Every record needs to be restated word for word.

Input data:
────────────────

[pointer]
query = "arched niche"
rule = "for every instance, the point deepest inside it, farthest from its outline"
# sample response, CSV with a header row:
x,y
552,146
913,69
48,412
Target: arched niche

────────────────

Answer to the problem:
[pointer]
query = "arched niche"
rule = "for every instance, the point deepest inside it, farthest from its outline"
# sample response, CSV with a header row:
x,y
552,146
913,69
48,412
Target: arched niche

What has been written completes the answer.